**Page extract**
== == ==

Today is distinctively different from the third revolution due to:
  1. Velocity, the speed of current technology breakthroughs;
  2. Scope, disruptive technologies are affecting nearly every industry in every country, and;
  3. Systems impact, because the monumental transformations of how we work and manage are changing fundamentally.
 
We are moving from a vertical world to a horizontal world. In fact, you could argue that the first three industrial revolutions were somewhat singular and vertical. The fourth revolution, which is data and digital technology driven, is more horizontal in that today, we have unprecedented processing power and unlimited access to knowledge. These trends transcend industry.
 
Digitization and connectivity is transforming our industry through the use of great connectivity, sensors, data and autonomy. Performance improvements and marine regulatory compliance will be driven primarily by digital-related technologies, and secondarily by traditional technologies. The new norm is data-intensive. 
 
Disruptive technologies are impacting all of our daily lives. Look at what Uber and Air BnB have been able to accomplish, impacting legacy industries such as public transport and accommodation. So it is naïve for the maritime industry to think it is immune from such disruption, or a new definition of normal. The marine and offshore industries are seeing the early effects now of managing and leveraging data, but the full impact is still years away, with major changes on the horizon.
 
There will be obvious benefits to autonomy: lower operational costs; better operational efficiency; less human error; fewer carbon-based emissions; and increased safety. But it is important to understand the subtle differences between autonomy and autonomous. Autonomy is defined as the quality of self-governance and freedom from external control or influence; it is also used often with the word independence.

== == ==

Items from a dataset
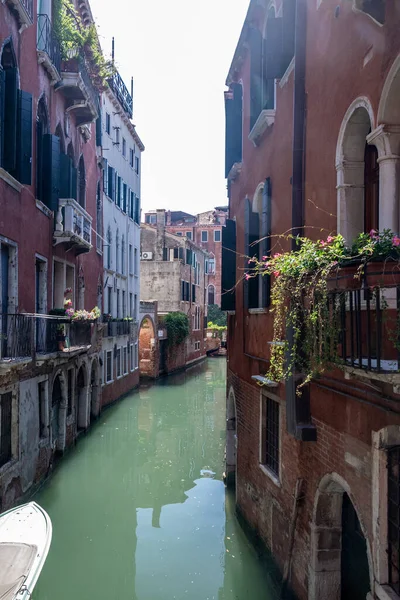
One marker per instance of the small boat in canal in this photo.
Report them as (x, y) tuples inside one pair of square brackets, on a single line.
[(25, 537)]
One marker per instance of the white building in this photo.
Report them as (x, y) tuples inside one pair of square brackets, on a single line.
[(122, 150)]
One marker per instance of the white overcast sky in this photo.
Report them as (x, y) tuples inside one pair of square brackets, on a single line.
[(179, 53)]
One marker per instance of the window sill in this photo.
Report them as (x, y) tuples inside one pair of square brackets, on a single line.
[(385, 592), (266, 119), (5, 176), (271, 475)]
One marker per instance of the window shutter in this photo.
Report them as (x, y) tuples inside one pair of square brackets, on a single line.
[(2, 89), (65, 176), (51, 167), (273, 59), (288, 33), (10, 121), (228, 271), (265, 242), (24, 138), (256, 75), (98, 130)]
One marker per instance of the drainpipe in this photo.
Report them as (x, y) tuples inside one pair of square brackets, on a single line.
[(299, 109)]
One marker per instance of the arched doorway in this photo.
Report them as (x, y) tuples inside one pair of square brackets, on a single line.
[(340, 557), (147, 349), (231, 440), (82, 396), (94, 391)]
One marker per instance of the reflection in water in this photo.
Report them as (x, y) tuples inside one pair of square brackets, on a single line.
[(139, 509)]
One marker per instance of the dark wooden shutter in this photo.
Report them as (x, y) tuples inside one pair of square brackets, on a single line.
[(51, 168), (288, 33), (10, 121), (2, 89), (5, 428), (256, 75), (265, 241), (273, 48), (228, 270), (24, 138)]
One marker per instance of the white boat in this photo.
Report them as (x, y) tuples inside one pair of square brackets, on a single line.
[(25, 537)]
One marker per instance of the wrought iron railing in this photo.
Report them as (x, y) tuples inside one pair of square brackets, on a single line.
[(26, 335), (121, 91), (48, 42), (367, 322)]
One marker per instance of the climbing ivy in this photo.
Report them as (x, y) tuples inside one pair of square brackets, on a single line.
[(177, 324)]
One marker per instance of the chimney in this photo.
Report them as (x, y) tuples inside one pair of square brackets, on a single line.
[(160, 237)]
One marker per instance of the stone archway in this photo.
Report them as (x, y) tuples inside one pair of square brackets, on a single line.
[(337, 539), (94, 391), (147, 348), (231, 440), (82, 395), (58, 412)]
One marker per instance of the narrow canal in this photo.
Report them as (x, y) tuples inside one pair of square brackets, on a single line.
[(139, 509)]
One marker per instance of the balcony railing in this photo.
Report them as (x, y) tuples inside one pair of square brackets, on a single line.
[(122, 327), (25, 336), (73, 225), (48, 47), (121, 92), (367, 316), (24, 8)]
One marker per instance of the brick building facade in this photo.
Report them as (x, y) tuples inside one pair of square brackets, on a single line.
[(205, 230), (312, 87)]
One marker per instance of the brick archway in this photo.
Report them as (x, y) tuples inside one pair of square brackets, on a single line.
[(148, 355)]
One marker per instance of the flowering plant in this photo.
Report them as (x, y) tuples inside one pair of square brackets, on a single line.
[(300, 302)]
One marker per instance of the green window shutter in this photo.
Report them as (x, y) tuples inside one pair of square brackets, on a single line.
[(2, 89), (24, 138), (65, 176), (228, 270), (10, 121), (51, 168), (265, 242)]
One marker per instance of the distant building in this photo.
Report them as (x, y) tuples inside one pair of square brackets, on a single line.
[(122, 150), (205, 230), (173, 271)]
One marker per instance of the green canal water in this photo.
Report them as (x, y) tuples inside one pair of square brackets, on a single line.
[(139, 509)]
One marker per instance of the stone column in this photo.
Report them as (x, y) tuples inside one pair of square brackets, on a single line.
[(386, 138)]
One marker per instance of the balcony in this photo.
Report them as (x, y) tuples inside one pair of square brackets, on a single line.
[(30, 336), (367, 311), (77, 87), (120, 327), (121, 92), (73, 226), (48, 48), (24, 10)]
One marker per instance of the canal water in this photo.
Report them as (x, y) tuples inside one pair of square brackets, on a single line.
[(139, 509)]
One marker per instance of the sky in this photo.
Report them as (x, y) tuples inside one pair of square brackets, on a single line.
[(179, 53)]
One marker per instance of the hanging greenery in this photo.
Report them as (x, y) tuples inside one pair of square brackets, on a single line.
[(300, 302), (177, 324), (74, 38)]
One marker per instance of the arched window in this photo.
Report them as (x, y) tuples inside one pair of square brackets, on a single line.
[(211, 294), (123, 255), (109, 242), (117, 251), (81, 183), (42, 128), (99, 227), (8, 127)]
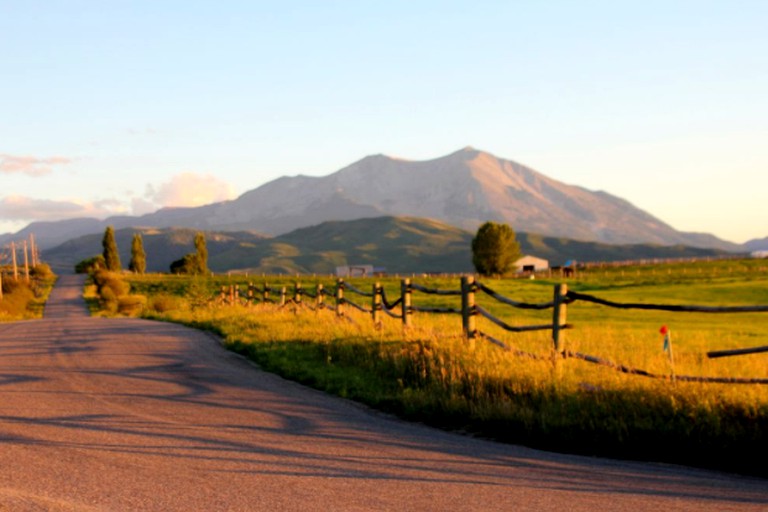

== == ==

Extend the text above on digital technology and autonomy in the maritime industry, starting right after its final sentence.

**Expected output**
 
Autonomous, on the other hand, can take different meanings when speaking of vehicles and ships. An autonomous vehicle is a motor vehicle that uses artificial intelligence, sensors and the coordinates from a global positioning system to drive itself without the active intervention of a human operator.
 
An autonomous ship is a marine vessel with sensors, automated navigation, propulsion and auxiliary systems, with the decision logic necessary to follow mission plans, sense the environment, adjust mission execution according to the environment and potentially operate without human intervention.
 
The concept of the autonomous ship is accelerating globally, primarily driven by governments.
 
Vendors and shipyards also are accelerating the activity in this space alongside governments, with activities primarily contained locally, within countries, rather than expansive international projects at this time. 
 
Autonomy Challenges
None of this development is without challenges. The journey from automated to autonomous is complicated, but logical. As vessels adapt to more sensors, health and performance monitoring and performance optimization, they will become smart assets.
 
In addition to increased monitoring and optimization, factors such as data integrity, software integrity and cyber security are now factoring into the equation to allow vessels to become semi-autonomous. Once machine learning and automated decision-making take hold, only then can a vessel achieve autonomy. Of course, each of these progressions must come with rigorous verification and validation for every step.
 
Verification involves asking: ‘are we doing the thing right’? Validation is asking ‘are we are doing the right thing’? Both questions are critical throughout the logistical progression to smart and autonomous. Finally, the societal need for safety must be addressed in a digital progression to semi-autonomous (reduced manning) or completely autonomous (unmanned). In this context, the next generation of safety system is the cyber-enabled physical system – beyond traditional safety systems such as hull and structure, mechanical and electrical.
 
Cyber and software are the third leg of the safety stool, adding a new dimension to a vessel’s safety system. Maritime safety – in shipping and in offshore – will depend increasingly on cyber-enabled physical systems and integrated IT/OT efforts. Safety-related regulations and standards must recognize this and address this because software is the safety system nobody sees.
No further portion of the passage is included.